Directions: Find every line in the entries below that contains the string "person", matching case exactly, and copy each of those lines.

Records provided:
###

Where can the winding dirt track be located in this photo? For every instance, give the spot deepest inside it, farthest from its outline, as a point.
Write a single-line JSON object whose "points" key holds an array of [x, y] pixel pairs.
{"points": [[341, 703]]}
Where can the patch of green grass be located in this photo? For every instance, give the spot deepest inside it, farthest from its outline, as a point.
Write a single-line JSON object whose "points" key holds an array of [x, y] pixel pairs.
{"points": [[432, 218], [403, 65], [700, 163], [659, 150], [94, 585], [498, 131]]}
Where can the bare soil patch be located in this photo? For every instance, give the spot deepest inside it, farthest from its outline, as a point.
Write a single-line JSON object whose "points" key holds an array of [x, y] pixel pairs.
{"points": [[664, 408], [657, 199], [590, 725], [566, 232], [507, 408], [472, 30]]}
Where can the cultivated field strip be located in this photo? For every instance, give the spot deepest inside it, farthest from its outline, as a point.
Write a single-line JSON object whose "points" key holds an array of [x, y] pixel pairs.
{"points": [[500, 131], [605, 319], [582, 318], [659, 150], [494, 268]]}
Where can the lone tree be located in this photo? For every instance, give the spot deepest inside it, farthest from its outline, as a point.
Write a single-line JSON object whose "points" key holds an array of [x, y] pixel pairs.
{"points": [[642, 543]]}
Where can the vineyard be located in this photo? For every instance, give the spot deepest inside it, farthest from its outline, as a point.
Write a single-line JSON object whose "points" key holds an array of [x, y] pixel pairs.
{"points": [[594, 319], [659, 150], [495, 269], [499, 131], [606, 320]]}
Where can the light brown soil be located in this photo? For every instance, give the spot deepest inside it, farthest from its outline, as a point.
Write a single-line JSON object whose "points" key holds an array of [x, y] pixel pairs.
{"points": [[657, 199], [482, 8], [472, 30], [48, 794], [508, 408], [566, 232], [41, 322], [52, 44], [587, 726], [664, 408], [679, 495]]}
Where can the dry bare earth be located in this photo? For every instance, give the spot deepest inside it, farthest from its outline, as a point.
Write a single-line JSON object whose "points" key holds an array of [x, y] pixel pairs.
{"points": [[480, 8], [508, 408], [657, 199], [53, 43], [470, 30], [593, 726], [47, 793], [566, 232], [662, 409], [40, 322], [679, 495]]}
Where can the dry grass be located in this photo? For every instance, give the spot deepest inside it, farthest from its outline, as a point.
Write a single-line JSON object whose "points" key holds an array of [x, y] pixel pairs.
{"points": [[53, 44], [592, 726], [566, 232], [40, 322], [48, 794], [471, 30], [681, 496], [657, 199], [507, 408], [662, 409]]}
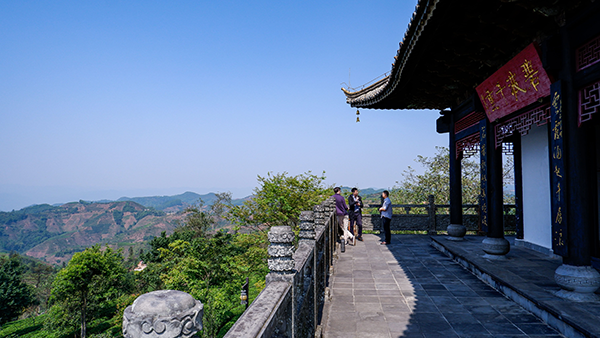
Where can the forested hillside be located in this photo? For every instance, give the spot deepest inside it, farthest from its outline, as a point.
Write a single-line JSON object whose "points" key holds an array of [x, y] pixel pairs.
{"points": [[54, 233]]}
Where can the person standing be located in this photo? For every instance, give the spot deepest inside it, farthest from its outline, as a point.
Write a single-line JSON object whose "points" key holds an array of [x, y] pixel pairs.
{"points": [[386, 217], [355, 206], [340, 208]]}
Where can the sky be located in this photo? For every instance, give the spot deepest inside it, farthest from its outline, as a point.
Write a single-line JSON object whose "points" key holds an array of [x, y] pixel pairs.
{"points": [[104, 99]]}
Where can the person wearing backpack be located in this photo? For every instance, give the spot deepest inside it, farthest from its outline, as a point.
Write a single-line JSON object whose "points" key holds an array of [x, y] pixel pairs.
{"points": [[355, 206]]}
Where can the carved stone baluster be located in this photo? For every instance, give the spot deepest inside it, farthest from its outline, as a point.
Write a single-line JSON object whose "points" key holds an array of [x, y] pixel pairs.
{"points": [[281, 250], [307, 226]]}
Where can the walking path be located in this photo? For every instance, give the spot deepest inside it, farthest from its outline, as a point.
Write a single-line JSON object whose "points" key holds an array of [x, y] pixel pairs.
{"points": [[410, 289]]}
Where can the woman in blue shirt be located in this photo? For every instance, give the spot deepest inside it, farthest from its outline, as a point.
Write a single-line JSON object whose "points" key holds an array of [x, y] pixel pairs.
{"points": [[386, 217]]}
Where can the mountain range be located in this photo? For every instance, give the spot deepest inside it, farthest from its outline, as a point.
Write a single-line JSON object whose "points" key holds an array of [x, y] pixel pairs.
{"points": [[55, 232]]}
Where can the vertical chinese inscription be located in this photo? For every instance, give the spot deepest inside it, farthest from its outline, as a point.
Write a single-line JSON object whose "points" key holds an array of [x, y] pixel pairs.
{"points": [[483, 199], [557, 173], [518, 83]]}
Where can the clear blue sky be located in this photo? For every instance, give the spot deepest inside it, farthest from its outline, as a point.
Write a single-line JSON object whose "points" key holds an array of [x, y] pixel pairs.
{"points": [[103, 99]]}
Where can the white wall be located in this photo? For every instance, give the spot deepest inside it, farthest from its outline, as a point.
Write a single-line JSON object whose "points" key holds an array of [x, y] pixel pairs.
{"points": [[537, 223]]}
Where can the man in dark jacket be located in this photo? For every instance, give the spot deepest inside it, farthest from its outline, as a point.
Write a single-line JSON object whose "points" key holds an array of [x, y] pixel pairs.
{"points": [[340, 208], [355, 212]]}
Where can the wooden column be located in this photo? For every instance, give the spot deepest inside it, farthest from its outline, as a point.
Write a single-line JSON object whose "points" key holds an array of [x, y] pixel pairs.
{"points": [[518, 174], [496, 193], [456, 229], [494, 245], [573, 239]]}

###

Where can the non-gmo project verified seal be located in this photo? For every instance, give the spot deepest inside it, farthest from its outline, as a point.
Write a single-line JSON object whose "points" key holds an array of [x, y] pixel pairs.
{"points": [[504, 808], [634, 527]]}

###

Solution to this exercise:
Where can the person standing be located in this photo? For every instance, give the spot deepest inside it, farthest from its outline, as a point.
Where can the person wearing backpack be located in this photo? For every instance, give the spot deepest inside it, farthest from its outline, as a point.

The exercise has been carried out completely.